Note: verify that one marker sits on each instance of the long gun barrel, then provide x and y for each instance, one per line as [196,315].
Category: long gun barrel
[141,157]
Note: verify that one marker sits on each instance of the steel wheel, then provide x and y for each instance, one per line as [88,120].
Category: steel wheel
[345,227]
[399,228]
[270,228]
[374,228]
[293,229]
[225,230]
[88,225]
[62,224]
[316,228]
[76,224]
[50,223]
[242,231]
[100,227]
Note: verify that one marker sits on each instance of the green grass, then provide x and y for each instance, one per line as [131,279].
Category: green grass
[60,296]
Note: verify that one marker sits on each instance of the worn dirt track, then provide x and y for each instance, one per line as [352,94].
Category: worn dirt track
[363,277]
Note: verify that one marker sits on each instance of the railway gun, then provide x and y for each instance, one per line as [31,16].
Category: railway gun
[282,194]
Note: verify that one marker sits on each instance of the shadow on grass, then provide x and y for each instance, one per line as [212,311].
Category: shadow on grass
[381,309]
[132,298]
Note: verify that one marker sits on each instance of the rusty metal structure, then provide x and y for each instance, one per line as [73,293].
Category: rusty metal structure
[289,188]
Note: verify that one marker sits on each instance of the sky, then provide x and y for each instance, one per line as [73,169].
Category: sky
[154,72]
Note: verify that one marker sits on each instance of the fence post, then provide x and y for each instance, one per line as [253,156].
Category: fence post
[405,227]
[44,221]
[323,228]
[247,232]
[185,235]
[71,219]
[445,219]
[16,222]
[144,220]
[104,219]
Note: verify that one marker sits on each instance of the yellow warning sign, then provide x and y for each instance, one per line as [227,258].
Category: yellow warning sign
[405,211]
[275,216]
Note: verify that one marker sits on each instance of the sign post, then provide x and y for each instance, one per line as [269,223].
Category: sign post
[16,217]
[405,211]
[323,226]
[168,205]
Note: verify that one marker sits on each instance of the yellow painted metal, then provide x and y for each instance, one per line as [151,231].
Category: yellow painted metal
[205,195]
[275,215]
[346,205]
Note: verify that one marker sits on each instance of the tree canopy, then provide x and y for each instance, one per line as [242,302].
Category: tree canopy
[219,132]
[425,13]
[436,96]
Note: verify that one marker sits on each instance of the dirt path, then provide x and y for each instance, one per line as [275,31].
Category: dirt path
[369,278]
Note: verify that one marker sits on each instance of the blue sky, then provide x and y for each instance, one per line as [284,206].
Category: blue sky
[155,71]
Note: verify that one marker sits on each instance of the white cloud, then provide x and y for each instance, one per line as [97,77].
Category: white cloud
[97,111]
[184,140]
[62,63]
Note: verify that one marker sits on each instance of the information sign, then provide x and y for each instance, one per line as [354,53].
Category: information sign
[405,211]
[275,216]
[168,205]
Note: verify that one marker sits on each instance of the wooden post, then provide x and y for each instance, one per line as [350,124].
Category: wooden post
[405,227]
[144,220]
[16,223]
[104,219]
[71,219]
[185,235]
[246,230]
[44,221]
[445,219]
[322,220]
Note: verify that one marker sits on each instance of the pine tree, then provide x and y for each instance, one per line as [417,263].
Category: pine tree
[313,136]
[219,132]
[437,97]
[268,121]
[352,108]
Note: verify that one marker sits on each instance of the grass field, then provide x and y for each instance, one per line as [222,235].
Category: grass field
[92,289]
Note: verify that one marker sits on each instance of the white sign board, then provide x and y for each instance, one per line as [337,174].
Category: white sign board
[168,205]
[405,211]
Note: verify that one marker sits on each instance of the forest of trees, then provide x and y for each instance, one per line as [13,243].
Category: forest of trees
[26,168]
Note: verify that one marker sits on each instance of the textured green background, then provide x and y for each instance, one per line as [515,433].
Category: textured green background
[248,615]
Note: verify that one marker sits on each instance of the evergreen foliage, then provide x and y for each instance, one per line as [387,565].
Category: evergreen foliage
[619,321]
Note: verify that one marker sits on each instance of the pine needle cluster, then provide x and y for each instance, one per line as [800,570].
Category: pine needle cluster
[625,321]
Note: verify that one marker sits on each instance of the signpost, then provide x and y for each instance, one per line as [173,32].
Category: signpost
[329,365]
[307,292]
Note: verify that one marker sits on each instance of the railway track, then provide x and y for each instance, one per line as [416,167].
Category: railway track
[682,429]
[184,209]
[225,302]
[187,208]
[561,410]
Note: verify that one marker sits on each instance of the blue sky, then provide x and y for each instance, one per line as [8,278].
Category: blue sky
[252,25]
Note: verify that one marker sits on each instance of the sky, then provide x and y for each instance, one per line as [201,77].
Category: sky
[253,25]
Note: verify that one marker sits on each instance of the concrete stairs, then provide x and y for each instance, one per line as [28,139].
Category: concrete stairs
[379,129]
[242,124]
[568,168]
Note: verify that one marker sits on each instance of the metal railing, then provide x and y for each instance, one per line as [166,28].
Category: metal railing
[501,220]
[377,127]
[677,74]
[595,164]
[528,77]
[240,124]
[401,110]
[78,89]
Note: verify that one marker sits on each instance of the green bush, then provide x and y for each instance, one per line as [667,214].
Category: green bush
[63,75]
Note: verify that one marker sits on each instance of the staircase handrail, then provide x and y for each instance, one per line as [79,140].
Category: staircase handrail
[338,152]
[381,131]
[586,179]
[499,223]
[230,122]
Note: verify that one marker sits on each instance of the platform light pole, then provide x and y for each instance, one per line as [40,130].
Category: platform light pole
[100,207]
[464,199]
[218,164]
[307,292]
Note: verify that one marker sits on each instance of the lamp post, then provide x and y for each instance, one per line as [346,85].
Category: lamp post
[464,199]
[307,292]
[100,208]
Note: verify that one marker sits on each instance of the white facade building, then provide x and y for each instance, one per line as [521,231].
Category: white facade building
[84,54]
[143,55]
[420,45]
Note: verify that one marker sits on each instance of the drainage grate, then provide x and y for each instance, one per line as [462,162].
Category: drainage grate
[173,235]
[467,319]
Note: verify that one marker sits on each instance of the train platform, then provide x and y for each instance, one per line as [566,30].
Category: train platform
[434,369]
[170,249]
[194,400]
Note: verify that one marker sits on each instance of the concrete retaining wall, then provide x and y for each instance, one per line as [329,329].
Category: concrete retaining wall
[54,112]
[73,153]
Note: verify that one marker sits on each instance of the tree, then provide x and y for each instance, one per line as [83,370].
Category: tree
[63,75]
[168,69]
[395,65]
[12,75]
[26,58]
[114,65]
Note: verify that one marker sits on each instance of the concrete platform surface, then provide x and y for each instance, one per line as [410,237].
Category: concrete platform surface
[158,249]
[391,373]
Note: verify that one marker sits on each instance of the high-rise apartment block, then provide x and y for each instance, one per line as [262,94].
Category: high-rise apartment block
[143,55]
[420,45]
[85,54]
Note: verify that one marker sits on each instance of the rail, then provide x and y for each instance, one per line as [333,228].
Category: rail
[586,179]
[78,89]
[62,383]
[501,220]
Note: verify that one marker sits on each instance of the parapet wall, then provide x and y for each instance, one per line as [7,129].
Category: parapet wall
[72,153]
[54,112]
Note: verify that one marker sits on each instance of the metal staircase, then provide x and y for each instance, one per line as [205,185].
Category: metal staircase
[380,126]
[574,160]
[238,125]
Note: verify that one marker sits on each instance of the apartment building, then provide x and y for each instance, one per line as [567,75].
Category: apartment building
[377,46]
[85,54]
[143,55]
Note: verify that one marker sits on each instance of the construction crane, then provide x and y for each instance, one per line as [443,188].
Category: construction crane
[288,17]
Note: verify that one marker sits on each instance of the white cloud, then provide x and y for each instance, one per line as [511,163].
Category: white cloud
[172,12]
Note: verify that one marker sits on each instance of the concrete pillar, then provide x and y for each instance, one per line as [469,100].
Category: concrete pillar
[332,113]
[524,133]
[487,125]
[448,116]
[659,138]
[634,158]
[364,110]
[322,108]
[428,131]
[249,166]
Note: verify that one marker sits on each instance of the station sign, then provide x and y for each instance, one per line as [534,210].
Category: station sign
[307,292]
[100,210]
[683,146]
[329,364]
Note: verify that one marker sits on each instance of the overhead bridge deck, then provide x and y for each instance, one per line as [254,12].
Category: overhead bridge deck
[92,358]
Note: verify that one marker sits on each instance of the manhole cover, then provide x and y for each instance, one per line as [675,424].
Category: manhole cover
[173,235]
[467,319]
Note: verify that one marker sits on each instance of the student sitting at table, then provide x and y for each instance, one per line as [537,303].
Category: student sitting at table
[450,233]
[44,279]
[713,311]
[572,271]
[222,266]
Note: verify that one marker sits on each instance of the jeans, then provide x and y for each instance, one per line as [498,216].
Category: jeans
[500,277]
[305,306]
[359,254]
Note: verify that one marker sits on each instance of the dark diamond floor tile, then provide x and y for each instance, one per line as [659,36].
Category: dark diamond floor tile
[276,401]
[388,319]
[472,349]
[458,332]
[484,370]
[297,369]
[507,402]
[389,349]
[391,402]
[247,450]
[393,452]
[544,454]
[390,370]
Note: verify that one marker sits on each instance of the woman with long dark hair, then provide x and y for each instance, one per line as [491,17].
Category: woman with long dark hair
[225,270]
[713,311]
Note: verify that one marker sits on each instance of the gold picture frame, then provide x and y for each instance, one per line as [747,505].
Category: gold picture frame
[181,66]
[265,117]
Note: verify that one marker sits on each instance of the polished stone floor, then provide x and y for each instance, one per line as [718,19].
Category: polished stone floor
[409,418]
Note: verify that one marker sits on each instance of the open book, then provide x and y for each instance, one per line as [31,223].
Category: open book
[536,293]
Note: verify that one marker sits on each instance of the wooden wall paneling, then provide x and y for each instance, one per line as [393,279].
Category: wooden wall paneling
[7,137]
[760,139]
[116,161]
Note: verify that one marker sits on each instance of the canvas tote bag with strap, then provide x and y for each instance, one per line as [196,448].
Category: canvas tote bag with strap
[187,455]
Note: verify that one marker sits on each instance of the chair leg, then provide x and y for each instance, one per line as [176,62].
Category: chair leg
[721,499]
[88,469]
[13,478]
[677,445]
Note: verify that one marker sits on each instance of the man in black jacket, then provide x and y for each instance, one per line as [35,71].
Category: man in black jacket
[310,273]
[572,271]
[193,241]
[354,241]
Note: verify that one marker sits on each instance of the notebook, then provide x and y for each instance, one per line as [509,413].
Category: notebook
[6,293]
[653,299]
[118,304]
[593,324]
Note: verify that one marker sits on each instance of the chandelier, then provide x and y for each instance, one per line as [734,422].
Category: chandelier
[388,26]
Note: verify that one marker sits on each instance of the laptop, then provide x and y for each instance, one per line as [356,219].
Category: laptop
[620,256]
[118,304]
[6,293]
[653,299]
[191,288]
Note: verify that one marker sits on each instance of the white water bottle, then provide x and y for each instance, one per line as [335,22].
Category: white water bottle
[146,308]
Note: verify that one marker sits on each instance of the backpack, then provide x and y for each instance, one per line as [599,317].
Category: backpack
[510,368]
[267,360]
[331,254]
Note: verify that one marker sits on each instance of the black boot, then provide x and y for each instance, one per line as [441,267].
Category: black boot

---+---

▶ **BRIEF**
Of the entries listed above, reproduce only the lines starting at the line containing "Category: metal railing" and ending at the line containing "line as [667,214].". Include both, exactly as they stand.

▶ **ANSWER TO THIS EXERCISE**
Category: metal railing
[501,220]
[377,127]
[677,74]
[595,164]
[528,77]
[240,124]
[401,110]
[78,89]
Note: verify that one marker sits on each instance of the green bush, then provide x and y for each instance, one per line as [667,214].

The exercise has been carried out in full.